##### Source text #####

Banks cautioned against derivatives trading





Nigerian banks and other financial institutions have been cautioned against the risk of trading in derivatives and other sophisticated instruments to avoid a repeat of the cataclysm seen in the United States financial market late last year.


In a presentation at the ongoing 50th Anniversary conference of the Central Bank of Nigeria in Abuja on Tuesday, professor of economics at the Ahmadu Bello University, Zaria, Prof. A. G. Garba, said financial institutions and their regulator needed to have a re-think about the proposed introduction of derivatives instruments within the overall risk management framework of the banking system.


Garba, who spoke on, ”Building Financial Markets and Institutions: The Place of Values, Knowledge, Wisdom and Understanding,” questioned the rationale for such instruments in the system at this point in time, saying banks needed to learn from the experience of US and European financial institutions. He noted that derivatives trading was the key trigger of the global financial crisis.


He said while the CBN had the primary duty to regulate financial sector operators to avoid systemic risk, the banks themselves should self regulate by exercising restraint in embarking on high risk, high profit activity.


He said, “In the case of the subprime crisis, the big institutions and investment houses entered the market when they saw the returns of the marginal players. The lesson is that you cannot exploit a market that is not supported by fundamentals on the long term.”

##### Dataset rows #####

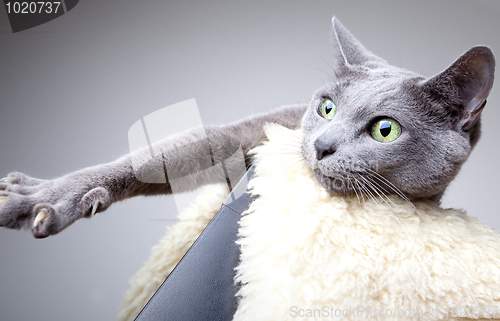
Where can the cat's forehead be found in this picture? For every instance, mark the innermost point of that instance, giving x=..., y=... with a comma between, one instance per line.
x=373, y=91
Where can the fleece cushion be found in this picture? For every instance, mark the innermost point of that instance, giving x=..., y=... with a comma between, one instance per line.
x=310, y=255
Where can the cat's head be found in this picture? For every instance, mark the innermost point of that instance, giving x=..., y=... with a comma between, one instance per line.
x=376, y=128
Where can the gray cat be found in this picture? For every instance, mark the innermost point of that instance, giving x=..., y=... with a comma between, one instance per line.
x=374, y=129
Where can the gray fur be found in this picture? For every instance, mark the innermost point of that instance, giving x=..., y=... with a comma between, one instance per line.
x=440, y=117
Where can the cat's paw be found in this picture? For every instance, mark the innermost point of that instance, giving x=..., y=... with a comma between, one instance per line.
x=46, y=207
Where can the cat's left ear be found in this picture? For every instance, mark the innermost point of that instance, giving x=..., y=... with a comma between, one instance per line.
x=349, y=51
x=467, y=82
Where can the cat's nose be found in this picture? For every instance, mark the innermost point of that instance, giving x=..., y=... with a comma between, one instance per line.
x=323, y=148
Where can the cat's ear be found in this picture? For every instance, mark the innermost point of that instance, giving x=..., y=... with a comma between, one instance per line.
x=348, y=50
x=467, y=83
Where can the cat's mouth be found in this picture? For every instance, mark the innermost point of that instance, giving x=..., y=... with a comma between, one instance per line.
x=366, y=184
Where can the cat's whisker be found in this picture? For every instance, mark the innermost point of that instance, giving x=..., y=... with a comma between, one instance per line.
x=398, y=208
x=354, y=189
x=382, y=193
x=359, y=188
x=368, y=191
x=390, y=185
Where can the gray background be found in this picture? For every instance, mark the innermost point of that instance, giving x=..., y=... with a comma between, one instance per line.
x=70, y=89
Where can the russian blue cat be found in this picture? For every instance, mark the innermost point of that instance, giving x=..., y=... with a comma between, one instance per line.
x=373, y=129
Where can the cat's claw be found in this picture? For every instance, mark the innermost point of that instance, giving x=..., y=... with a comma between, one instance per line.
x=94, y=208
x=40, y=218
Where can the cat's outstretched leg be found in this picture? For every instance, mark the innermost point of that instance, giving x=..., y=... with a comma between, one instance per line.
x=46, y=207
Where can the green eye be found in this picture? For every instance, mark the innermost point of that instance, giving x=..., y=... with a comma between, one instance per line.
x=327, y=109
x=386, y=130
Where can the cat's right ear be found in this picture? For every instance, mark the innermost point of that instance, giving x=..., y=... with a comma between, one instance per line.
x=349, y=51
x=466, y=83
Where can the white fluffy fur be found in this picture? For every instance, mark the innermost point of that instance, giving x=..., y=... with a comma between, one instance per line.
x=171, y=248
x=304, y=248
x=308, y=253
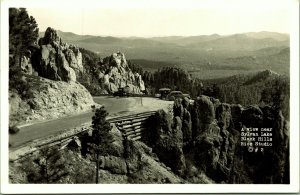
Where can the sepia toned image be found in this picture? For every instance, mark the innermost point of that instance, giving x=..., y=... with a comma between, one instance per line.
x=149, y=95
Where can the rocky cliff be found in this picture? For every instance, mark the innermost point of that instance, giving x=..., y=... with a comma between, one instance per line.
x=212, y=141
x=49, y=99
x=118, y=74
x=60, y=61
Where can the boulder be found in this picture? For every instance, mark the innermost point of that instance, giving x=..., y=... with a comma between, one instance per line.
x=252, y=116
x=56, y=60
x=236, y=113
x=223, y=115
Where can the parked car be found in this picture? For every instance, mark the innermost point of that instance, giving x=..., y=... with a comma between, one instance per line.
x=173, y=95
x=164, y=92
x=122, y=92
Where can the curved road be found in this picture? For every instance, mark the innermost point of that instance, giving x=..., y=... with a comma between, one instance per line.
x=44, y=129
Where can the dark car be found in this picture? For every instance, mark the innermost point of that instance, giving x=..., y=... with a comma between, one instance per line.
x=173, y=95
x=122, y=92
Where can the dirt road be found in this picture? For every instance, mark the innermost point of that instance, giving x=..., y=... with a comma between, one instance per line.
x=115, y=107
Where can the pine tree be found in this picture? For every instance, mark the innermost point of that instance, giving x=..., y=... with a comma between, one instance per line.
x=101, y=136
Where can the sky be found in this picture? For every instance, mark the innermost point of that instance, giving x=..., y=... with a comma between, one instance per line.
x=153, y=20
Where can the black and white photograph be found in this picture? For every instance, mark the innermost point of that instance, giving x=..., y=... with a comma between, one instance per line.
x=130, y=92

#####

#### Task prompt:
Write a continuation of the article on Nigerian banks and derivatives trading, starting after its last sentence. The data above has no connection to the derivatives article and stands as separate material.

#### Response to this task:
Garba also expressed support for the CBN’s decision on the common year-end for banks, pointing out that it would give more credibility to the financial date of the institutions.


He said that ultimately, the success of any regulation would depend on the nature of the individual player, noting that if what the individuals were concerned with was just the money, they would search for loopholes to beat the rules.


He also stressed the need to strengthen the nation’s financial institutions through the process of transformation and rebuilding in order to ensure that the financial sector had an effective linkage with the rest of the economy, especially the real sector, which was critical in transforming Nigeria into a producing nation.


Another speaker, Prof Ademola Ariyo, of the University of Ibadan, said while there were concerns about the seeming disconnect between the real sector and the financial system, it would be erroneous to define the real sector in terms of manufacturing industries alone.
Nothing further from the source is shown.